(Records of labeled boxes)
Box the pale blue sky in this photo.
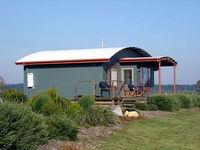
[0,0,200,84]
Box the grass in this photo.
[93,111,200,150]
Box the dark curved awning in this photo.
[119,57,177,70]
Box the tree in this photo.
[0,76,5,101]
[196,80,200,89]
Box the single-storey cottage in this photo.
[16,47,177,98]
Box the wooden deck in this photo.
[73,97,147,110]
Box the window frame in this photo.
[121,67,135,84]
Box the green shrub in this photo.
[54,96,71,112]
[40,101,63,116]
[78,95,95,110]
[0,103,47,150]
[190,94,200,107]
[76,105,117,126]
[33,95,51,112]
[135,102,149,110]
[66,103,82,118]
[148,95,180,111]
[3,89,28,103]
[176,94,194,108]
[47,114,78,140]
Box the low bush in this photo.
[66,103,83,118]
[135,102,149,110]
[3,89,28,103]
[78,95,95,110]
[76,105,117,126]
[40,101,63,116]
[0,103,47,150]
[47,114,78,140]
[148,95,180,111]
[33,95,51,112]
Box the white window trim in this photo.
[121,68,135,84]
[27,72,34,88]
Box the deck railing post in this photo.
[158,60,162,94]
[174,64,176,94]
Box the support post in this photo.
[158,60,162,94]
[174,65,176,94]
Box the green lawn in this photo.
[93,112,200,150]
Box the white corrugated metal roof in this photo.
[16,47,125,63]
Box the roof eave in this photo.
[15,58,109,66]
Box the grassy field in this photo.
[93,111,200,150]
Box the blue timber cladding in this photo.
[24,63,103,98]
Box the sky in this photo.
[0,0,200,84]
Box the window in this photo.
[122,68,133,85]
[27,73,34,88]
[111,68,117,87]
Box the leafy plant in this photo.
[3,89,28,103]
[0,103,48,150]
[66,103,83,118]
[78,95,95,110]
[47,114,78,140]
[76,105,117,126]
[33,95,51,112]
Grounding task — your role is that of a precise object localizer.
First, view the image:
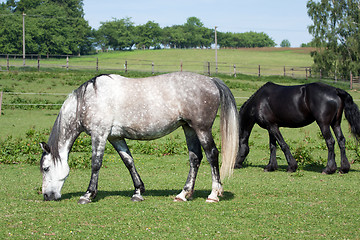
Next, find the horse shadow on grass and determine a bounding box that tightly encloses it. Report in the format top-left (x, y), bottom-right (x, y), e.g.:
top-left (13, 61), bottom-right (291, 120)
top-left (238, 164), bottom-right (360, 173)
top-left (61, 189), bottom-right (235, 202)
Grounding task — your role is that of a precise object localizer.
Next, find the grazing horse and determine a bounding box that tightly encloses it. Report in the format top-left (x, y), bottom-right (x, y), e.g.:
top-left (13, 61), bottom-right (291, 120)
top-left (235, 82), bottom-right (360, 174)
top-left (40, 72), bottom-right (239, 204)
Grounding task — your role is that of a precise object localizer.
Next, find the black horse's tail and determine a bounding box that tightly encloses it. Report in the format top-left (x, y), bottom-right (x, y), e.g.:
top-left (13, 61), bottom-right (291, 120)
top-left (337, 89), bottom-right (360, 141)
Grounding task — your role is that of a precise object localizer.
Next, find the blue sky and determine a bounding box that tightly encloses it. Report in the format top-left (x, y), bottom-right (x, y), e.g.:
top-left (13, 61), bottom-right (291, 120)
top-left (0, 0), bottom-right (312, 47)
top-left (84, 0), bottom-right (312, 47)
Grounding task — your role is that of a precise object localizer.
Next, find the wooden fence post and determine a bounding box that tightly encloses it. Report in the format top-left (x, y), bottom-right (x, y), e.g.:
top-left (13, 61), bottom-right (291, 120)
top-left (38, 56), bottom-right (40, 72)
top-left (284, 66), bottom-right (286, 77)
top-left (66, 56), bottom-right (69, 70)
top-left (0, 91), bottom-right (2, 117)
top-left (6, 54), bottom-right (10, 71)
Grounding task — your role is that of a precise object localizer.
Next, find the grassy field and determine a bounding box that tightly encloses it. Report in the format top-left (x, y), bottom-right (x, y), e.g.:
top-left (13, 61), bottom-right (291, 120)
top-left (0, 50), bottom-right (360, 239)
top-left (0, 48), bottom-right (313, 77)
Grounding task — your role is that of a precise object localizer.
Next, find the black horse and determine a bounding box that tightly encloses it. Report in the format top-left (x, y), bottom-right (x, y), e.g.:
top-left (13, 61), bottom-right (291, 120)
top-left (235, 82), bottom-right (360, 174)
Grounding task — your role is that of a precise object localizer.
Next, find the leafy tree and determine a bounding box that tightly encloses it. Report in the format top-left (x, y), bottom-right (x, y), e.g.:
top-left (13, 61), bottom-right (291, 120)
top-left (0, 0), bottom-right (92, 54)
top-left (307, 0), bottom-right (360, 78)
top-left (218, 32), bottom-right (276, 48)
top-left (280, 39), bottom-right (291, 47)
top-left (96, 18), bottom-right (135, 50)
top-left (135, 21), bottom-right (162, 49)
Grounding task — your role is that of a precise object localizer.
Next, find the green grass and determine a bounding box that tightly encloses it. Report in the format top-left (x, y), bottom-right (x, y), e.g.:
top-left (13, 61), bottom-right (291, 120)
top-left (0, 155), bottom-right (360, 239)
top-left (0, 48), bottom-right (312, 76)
---
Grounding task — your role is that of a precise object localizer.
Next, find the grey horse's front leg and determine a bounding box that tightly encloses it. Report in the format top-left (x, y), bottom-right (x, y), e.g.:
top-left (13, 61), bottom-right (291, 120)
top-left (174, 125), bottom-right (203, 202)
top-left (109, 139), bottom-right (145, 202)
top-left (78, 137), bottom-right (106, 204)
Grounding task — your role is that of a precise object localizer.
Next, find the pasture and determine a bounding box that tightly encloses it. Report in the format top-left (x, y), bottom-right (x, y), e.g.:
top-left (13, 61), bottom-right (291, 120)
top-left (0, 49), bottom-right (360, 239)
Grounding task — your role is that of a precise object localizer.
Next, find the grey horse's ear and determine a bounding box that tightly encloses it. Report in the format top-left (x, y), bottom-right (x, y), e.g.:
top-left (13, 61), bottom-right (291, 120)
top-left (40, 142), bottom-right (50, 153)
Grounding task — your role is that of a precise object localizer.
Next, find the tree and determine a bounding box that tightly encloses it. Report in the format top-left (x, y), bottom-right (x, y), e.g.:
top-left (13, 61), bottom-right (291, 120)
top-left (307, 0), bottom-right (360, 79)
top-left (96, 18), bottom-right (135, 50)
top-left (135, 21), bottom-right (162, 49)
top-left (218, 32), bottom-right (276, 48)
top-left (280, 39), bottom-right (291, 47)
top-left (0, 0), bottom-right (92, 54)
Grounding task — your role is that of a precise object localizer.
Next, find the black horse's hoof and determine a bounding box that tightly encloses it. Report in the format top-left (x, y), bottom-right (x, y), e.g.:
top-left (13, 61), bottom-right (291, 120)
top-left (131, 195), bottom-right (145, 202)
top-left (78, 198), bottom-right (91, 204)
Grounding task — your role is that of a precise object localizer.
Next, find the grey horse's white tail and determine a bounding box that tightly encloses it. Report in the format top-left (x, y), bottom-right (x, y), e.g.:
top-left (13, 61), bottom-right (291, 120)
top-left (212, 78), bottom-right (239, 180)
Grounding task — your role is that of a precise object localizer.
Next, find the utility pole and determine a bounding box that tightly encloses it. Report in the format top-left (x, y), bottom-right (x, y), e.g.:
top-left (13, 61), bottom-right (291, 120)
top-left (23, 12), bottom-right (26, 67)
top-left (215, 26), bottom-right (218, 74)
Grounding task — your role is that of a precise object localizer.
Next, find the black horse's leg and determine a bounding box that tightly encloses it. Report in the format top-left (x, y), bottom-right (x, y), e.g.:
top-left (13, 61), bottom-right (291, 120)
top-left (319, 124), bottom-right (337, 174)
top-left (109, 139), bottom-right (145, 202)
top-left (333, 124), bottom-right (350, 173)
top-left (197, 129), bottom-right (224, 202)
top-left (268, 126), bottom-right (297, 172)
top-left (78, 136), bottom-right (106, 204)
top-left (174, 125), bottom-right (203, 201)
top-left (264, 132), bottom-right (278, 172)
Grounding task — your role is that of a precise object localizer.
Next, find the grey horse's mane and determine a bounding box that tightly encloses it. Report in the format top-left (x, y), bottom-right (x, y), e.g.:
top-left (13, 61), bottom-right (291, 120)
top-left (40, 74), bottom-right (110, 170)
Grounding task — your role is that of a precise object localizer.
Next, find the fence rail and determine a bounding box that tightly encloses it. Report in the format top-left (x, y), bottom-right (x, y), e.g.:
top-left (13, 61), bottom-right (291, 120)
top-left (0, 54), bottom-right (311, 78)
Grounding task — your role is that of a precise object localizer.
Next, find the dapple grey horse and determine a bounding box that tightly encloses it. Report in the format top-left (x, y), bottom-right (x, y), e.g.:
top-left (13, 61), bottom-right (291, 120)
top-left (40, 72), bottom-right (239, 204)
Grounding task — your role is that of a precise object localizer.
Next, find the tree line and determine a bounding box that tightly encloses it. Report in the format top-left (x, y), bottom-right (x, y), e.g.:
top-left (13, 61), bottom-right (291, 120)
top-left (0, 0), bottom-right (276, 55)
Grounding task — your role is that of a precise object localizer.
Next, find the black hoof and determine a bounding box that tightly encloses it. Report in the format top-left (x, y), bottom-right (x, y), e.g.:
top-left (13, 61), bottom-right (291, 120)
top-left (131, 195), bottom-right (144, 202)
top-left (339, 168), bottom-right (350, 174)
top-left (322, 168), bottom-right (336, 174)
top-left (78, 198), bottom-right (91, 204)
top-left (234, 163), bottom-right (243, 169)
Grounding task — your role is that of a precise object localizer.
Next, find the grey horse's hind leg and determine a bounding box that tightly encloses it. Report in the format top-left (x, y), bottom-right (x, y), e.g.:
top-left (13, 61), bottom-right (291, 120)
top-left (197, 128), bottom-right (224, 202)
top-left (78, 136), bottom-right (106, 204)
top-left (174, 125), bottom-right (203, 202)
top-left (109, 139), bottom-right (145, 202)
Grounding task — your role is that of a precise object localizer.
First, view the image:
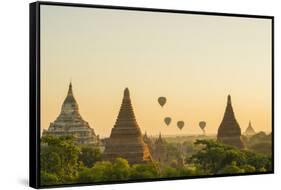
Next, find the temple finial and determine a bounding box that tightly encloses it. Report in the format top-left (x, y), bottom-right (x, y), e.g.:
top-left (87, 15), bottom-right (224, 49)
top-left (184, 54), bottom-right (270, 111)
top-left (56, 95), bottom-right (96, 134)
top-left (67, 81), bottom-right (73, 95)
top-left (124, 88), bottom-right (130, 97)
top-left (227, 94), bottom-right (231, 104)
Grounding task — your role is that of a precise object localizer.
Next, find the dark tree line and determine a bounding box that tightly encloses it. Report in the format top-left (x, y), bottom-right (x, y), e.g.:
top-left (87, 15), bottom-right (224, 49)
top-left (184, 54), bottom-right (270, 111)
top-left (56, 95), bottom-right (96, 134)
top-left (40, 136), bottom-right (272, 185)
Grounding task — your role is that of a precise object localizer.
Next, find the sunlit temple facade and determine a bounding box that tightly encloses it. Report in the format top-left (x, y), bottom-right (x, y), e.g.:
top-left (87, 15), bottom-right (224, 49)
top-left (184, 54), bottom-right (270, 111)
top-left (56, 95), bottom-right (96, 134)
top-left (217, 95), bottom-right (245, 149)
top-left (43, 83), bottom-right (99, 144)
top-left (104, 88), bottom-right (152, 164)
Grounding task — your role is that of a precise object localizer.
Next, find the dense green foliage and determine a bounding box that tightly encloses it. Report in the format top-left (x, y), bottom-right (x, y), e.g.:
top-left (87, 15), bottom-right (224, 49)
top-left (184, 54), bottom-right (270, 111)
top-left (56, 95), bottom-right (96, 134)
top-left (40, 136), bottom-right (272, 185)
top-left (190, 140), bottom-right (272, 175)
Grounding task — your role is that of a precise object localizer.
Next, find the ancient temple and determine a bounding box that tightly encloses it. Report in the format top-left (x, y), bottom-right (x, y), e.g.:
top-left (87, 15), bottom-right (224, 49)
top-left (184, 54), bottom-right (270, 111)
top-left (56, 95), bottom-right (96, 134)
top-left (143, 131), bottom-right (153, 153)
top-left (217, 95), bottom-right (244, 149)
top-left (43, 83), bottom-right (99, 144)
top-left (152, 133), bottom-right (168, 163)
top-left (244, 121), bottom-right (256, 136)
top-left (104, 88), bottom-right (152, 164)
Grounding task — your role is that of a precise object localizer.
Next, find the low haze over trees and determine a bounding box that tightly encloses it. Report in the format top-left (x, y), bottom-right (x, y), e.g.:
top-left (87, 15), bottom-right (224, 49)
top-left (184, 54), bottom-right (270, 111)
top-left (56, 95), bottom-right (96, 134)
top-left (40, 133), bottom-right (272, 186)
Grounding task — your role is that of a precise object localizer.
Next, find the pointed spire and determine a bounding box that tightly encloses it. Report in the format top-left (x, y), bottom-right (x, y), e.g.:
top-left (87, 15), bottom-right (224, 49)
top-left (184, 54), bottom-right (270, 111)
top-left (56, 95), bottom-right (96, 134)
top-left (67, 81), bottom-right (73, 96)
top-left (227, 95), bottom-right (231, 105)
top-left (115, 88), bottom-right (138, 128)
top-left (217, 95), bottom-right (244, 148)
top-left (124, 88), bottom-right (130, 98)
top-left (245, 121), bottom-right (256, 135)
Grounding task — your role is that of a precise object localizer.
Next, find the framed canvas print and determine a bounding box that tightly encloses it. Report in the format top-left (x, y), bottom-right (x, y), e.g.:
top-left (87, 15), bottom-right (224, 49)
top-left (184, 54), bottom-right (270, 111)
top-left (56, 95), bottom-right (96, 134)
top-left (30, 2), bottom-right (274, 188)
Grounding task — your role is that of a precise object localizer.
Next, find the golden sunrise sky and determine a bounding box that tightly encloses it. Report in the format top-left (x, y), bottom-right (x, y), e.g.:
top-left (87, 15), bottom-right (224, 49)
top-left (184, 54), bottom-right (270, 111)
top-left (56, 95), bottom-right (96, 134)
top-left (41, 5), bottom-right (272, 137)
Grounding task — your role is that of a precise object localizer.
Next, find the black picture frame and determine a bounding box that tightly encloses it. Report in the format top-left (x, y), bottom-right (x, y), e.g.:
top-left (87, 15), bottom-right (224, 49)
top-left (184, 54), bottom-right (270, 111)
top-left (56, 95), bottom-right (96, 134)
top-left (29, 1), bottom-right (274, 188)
---
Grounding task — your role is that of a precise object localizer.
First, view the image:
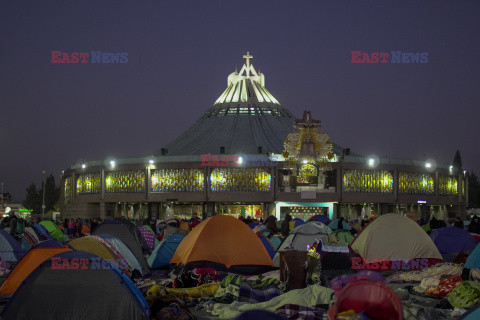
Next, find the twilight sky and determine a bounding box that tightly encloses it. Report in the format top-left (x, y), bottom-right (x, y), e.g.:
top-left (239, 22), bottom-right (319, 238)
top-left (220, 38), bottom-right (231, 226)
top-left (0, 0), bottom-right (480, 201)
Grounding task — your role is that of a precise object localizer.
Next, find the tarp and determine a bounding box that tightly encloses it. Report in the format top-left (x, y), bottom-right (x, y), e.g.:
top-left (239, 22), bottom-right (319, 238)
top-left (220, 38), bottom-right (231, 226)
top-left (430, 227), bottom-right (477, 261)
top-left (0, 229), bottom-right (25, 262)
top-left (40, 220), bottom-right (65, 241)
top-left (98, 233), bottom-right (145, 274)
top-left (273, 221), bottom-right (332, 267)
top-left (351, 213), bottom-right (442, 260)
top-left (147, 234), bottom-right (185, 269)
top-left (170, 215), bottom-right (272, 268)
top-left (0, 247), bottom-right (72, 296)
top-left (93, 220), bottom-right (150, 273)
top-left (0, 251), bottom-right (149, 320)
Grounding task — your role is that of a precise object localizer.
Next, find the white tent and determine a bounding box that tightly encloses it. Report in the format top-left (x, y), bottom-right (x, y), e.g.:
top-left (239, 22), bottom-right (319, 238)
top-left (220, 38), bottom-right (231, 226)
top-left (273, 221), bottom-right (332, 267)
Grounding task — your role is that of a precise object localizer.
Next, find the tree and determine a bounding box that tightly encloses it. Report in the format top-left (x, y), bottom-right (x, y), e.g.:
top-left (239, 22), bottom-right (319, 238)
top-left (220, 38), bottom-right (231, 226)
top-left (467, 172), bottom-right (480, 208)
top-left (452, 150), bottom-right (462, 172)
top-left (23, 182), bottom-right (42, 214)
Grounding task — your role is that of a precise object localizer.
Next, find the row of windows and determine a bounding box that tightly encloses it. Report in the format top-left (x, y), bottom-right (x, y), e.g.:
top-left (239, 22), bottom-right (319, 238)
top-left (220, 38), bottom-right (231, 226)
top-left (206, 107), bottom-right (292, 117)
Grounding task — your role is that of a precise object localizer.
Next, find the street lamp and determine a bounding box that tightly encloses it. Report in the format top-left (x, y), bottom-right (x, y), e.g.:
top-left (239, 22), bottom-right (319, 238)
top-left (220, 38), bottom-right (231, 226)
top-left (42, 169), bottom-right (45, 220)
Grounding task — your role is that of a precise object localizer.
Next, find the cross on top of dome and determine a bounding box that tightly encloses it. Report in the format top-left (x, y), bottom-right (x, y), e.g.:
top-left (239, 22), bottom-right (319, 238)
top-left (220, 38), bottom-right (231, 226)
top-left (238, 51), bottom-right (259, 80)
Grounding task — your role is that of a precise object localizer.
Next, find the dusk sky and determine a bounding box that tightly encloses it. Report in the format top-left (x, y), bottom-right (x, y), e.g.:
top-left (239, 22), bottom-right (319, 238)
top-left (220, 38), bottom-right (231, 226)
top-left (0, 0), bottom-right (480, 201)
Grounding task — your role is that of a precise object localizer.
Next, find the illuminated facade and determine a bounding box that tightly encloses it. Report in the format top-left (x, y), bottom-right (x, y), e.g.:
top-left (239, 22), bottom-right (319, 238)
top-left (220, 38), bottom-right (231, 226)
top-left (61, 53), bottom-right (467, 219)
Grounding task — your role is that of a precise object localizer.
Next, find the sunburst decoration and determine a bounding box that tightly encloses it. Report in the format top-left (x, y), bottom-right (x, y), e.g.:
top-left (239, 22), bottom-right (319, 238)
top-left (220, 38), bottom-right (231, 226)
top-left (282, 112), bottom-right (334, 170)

Prompt: Return every line of the data above that contains the word "grassy".

Written answer:
Box the grassy field in this photo.
Next, find the grassy field and determine a bounding box that tightly encloses it. Report in the format top-left (x, y), bottom-right (x, y), e.g.:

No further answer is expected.